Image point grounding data
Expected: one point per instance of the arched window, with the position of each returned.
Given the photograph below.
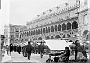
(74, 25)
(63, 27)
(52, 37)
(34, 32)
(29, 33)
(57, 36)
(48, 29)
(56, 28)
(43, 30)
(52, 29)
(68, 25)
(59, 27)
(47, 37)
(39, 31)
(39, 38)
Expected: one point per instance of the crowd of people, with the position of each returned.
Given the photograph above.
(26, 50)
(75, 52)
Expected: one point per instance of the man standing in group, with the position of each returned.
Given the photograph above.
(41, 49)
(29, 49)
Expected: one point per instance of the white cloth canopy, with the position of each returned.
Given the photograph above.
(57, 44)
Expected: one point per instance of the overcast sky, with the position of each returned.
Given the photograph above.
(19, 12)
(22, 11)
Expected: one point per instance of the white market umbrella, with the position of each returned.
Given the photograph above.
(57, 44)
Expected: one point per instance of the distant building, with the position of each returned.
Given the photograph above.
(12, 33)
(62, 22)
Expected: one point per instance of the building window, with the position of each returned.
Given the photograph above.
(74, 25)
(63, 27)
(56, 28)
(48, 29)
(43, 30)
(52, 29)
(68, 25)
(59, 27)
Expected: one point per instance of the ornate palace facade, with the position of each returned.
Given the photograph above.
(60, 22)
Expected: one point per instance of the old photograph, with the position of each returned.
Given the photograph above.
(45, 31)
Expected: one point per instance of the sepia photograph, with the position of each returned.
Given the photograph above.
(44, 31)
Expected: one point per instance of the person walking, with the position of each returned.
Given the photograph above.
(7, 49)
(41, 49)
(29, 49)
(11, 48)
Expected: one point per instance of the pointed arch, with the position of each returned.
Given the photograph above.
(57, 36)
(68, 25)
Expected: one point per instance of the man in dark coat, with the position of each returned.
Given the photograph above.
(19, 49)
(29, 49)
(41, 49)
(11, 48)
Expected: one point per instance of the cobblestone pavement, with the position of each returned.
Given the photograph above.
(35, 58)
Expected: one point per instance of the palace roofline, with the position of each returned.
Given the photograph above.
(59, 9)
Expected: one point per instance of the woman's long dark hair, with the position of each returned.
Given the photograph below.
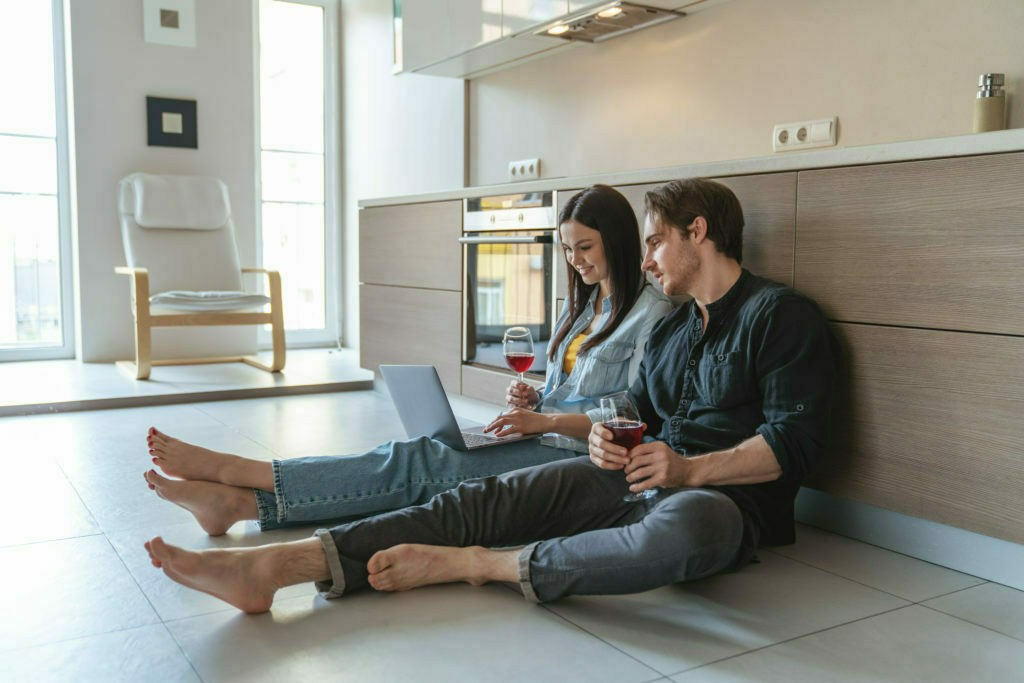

→ Goal of the exercise
After locating the line with "Expected: one point per instance of the ornate" above, return that line and every later line through the one with "Expected: one point per instance of the person", word for word and with nothing else.

→ Exercise solution
Expected: one point per instance of the ornate palace facade, with the position of each returned.
Given the photograph above.
(60, 22)
Expected: one point per instance of the old photograph, with the position of each returned.
Given the photograph above.
(45, 31)
Expected: one point per instance of the sepia photograph, with the position of each returned.
Given the photograph above.
(44, 31)
Expected: one point per instance of the person walking, with the position of each returned.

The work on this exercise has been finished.